**Exercise:** Look through the lines below; wherever the word "player" appears, copy that line.

========================

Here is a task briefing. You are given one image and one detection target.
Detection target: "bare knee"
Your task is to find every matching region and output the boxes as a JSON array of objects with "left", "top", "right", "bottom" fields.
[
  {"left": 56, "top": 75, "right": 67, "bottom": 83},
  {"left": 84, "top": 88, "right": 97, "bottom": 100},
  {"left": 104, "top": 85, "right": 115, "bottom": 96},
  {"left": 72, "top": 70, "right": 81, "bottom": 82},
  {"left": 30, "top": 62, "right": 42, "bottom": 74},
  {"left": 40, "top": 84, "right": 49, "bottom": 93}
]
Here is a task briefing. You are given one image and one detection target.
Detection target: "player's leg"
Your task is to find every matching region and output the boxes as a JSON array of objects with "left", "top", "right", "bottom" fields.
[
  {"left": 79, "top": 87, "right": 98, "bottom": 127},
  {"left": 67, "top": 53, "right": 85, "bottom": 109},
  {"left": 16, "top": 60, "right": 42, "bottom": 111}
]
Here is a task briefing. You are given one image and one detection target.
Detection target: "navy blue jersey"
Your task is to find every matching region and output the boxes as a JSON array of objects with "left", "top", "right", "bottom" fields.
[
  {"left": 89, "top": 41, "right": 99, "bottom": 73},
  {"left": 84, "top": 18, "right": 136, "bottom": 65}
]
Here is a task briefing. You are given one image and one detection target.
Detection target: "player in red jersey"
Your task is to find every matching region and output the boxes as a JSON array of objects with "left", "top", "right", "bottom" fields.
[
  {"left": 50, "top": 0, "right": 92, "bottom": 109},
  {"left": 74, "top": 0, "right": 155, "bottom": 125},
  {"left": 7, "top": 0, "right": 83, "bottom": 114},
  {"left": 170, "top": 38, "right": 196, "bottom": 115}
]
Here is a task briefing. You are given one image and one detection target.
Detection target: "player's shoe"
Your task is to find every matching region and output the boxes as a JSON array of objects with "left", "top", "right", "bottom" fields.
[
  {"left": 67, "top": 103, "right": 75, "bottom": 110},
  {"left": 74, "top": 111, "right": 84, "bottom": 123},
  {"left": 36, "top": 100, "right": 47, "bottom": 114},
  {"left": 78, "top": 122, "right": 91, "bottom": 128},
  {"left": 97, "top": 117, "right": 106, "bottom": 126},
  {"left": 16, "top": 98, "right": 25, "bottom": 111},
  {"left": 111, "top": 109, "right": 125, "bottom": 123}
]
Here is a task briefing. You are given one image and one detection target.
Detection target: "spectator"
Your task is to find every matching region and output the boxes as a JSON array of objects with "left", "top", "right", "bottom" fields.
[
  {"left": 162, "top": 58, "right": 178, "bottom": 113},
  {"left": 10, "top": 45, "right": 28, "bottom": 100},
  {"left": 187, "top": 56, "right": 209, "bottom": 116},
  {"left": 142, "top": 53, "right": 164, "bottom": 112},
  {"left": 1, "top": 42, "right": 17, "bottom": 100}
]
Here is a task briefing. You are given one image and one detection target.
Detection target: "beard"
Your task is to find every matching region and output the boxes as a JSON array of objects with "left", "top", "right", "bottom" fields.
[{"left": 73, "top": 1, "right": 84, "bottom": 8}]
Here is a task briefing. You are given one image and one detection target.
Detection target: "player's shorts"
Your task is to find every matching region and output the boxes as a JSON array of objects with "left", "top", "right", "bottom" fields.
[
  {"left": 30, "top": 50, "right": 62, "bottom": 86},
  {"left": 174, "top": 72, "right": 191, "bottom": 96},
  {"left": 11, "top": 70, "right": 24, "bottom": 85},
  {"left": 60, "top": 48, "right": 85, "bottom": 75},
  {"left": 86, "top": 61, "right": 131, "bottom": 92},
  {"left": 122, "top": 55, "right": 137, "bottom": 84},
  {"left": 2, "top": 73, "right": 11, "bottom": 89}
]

========================

**Solution:**
Detection target: "player's leg"
Detection target: "player in red jersey"
Detection target: "player's shoe"
Detection target: "player's shorts"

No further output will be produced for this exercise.